▶ **Assigned task**
Throughout the records below, find each line holding "brick" and copy it.

▶ **Information provided**
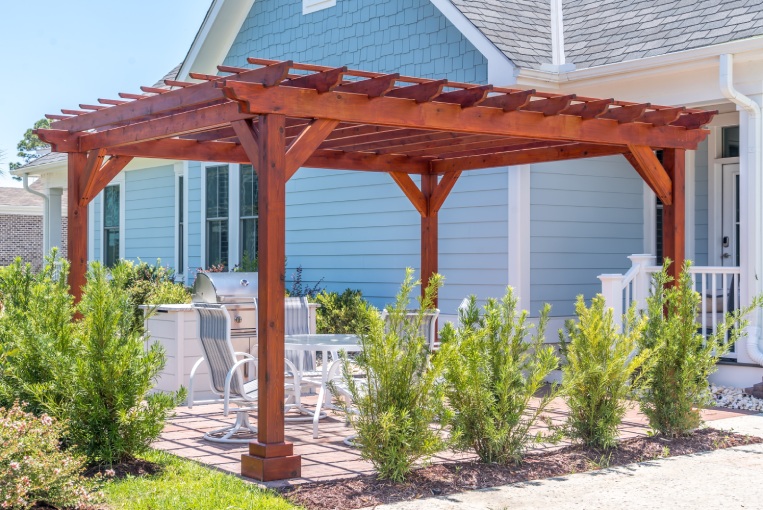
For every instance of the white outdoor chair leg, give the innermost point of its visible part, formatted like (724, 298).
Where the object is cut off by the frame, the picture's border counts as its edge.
(240, 425)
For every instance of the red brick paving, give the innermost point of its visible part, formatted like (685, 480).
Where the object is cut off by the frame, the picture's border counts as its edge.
(327, 457)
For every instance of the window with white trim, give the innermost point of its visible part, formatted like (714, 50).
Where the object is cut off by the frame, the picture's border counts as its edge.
(248, 215)
(111, 225)
(216, 215)
(309, 6)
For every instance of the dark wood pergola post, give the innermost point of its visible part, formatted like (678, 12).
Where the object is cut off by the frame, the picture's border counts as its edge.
(336, 118)
(270, 457)
(77, 234)
(429, 233)
(674, 214)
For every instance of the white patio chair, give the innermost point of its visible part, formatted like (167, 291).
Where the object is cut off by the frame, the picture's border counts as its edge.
(427, 328)
(225, 374)
(299, 366)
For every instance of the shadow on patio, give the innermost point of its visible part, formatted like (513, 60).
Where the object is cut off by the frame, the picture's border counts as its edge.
(327, 458)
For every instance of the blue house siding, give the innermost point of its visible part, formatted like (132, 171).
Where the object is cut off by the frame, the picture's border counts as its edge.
(193, 230)
(406, 36)
(700, 205)
(150, 215)
(586, 217)
(357, 229)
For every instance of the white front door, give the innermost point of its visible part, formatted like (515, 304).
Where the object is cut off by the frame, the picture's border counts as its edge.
(730, 224)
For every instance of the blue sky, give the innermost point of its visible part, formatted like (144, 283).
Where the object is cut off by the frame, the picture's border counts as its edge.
(57, 54)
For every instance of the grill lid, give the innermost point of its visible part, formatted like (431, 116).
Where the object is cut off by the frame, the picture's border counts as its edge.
(224, 287)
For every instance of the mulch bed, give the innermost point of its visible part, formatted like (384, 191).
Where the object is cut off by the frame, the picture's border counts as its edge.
(441, 479)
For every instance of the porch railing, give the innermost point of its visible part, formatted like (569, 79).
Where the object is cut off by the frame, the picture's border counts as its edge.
(718, 286)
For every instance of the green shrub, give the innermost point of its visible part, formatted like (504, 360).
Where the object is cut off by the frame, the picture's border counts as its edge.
(492, 373)
(112, 416)
(148, 284)
(37, 334)
(400, 396)
(94, 374)
(601, 368)
(347, 312)
(34, 472)
(676, 386)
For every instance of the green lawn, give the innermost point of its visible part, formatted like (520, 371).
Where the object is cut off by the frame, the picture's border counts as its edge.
(184, 484)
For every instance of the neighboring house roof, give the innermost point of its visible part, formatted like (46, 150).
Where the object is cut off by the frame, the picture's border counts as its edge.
(48, 159)
(599, 32)
(19, 197)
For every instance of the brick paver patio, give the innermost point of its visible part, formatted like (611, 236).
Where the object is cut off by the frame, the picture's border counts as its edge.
(327, 457)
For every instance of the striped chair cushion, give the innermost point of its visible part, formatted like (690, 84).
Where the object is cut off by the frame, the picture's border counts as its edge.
(214, 332)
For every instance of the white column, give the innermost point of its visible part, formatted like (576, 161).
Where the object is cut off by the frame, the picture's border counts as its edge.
(519, 233)
(55, 230)
(750, 197)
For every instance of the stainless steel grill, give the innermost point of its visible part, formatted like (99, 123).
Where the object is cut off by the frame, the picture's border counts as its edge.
(237, 292)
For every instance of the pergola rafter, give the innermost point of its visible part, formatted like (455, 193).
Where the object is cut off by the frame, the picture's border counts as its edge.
(280, 116)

▶ **Task result**
For every instance of the red brick paving, give the innermost point of its visible part, formatted like (685, 480).
For every instance of the brick paver patio, give the innermost point of its visible part, formatted like (611, 236).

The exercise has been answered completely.